Given request =>
Copy the data from the line that contains "tree trunk, which" to its last line, exactly, including both of those lines and leaving out everything before.
+ + + + + + +
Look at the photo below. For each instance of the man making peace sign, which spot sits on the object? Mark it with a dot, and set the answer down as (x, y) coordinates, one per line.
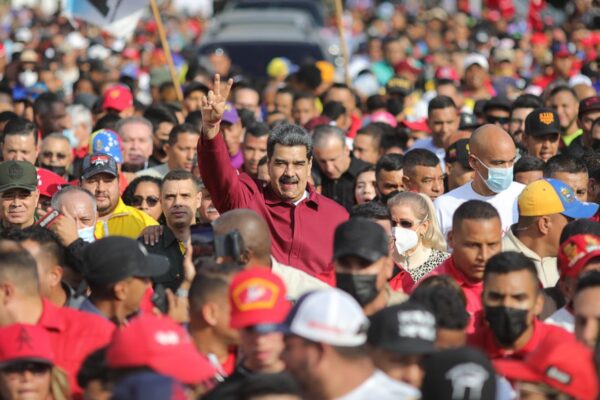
(301, 221)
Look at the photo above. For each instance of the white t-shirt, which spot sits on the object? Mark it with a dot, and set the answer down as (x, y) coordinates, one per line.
(505, 202)
(427, 144)
(381, 387)
(563, 318)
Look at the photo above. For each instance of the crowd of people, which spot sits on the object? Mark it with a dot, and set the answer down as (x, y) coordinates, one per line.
(426, 226)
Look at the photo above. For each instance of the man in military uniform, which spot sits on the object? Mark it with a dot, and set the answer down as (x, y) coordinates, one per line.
(18, 194)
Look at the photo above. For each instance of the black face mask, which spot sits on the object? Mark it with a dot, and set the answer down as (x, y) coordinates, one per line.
(362, 287)
(384, 198)
(59, 170)
(507, 323)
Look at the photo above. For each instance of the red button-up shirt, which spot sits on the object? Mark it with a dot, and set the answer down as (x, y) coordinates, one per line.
(472, 291)
(302, 235)
(484, 339)
(74, 336)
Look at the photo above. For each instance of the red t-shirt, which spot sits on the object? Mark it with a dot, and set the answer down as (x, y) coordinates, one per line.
(74, 335)
(472, 291)
(402, 281)
(484, 339)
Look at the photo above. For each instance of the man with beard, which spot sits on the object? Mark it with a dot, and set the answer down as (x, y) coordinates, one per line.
(512, 299)
(136, 136)
(363, 264)
(101, 177)
(180, 197)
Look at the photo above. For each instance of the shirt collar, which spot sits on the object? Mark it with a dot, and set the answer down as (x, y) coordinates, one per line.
(51, 318)
(168, 236)
(272, 199)
(120, 209)
(459, 276)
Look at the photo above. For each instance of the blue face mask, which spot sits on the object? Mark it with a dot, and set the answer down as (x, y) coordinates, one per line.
(87, 234)
(499, 179)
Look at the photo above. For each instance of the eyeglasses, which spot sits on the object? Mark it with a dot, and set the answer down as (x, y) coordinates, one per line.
(49, 154)
(137, 201)
(21, 367)
(405, 223)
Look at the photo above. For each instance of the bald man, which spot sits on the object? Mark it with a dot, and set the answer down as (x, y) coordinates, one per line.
(257, 242)
(492, 157)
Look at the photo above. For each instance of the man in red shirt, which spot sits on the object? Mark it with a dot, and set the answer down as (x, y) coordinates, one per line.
(512, 299)
(301, 221)
(475, 237)
(73, 334)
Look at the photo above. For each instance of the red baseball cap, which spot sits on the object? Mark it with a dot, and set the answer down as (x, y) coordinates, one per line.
(117, 97)
(22, 342)
(576, 252)
(407, 65)
(567, 366)
(539, 38)
(257, 298)
(49, 183)
(419, 126)
(159, 343)
(446, 74)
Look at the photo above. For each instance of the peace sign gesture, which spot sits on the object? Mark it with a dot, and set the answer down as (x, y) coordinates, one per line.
(213, 105)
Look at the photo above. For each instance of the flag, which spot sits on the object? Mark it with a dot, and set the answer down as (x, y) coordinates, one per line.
(117, 17)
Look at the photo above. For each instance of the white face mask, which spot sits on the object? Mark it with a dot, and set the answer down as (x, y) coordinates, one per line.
(87, 234)
(28, 78)
(406, 239)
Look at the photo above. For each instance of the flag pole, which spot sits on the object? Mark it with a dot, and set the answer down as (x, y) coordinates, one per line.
(166, 49)
(339, 9)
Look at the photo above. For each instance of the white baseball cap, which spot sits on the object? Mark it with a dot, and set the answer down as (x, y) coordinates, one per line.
(476, 58)
(329, 316)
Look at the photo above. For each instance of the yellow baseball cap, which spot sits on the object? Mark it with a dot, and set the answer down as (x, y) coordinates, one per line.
(551, 196)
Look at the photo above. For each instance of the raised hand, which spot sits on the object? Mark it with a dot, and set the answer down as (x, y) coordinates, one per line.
(213, 105)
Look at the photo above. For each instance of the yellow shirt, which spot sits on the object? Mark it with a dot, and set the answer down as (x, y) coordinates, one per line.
(125, 221)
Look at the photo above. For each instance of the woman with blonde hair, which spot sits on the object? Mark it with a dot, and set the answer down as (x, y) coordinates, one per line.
(419, 244)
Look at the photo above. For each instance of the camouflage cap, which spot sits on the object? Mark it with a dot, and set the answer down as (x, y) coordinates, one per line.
(17, 175)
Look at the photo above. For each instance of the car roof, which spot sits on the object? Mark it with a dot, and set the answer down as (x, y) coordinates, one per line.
(315, 9)
(266, 18)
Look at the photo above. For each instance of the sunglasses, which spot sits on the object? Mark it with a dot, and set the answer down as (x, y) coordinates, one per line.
(497, 120)
(139, 200)
(405, 223)
(21, 367)
(49, 154)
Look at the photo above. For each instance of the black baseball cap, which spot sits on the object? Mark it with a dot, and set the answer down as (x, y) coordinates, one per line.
(500, 102)
(17, 175)
(463, 373)
(542, 121)
(468, 121)
(362, 238)
(114, 258)
(407, 328)
(589, 104)
(98, 163)
(459, 152)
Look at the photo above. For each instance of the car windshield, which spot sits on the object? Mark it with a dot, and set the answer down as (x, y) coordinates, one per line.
(253, 58)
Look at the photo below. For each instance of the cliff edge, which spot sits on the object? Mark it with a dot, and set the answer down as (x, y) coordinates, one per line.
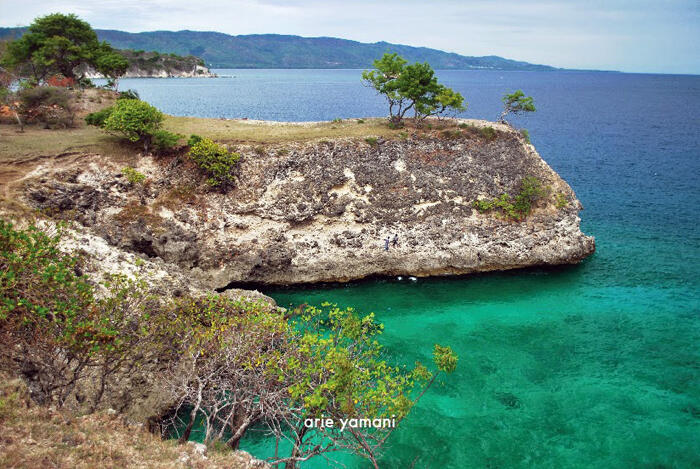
(321, 210)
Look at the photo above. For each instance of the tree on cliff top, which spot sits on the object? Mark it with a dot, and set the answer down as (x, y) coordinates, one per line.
(516, 103)
(58, 44)
(413, 86)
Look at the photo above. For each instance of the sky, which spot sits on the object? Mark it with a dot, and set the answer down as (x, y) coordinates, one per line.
(651, 36)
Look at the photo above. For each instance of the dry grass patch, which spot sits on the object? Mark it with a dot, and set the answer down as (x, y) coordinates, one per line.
(251, 131)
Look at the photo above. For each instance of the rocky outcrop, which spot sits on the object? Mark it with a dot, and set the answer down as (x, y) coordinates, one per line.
(320, 211)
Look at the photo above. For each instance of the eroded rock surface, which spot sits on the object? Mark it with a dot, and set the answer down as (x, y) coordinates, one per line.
(319, 211)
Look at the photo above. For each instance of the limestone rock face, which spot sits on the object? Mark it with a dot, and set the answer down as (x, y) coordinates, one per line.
(320, 211)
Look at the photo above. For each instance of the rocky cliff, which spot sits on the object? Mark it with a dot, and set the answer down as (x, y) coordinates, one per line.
(144, 64)
(319, 211)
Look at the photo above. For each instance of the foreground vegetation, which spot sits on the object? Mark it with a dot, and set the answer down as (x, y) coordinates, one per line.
(230, 364)
(37, 436)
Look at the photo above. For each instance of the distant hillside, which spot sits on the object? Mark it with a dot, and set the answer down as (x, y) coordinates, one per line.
(278, 51)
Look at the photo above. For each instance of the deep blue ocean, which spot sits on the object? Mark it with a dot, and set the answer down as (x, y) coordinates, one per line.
(595, 365)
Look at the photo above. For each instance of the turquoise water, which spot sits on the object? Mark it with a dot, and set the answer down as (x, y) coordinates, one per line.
(595, 365)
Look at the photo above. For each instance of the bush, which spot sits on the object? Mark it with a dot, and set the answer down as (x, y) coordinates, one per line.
(489, 133)
(128, 94)
(215, 160)
(526, 135)
(98, 118)
(164, 140)
(136, 120)
(48, 325)
(518, 207)
(193, 140)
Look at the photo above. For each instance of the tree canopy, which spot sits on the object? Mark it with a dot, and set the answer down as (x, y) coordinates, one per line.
(411, 86)
(516, 103)
(61, 44)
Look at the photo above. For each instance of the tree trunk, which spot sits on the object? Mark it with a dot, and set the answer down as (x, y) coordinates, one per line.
(292, 464)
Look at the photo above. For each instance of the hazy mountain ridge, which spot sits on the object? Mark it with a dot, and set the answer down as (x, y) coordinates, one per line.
(221, 50)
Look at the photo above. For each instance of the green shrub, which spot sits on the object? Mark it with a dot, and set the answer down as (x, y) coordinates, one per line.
(136, 120)
(518, 207)
(193, 139)
(164, 140)
(215, 160)
(128, 94)
(489, 133)
(526, 135)
(133, 176)
(98, 118)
+ + + + + + +
Written response =>
Look at the photo above. For each instance of the tree trunk, which spot sits on the object? Mark it with a dot, and set the answer down as (x, y) coordinates, one per line.
(292, 464)
Look at the photo above. For each instance of the hazy mountain ridge, which spot sits on the object? Mark it with a dot, and set the answer down as (x, y) coordinates, one per line.
(221, 50)
Look at the photo above. For each instance of the green shrub, which spot sits on the object? Mark it with a dot, and set the answer down as (x, y) coordinates, one per line.
(136, 120)
(518, 207)
(193, 139)
(164, 140)
(215, 160)
(128, 94)
(489, 133)
(526, 135)
(133, 176)
(98, 118)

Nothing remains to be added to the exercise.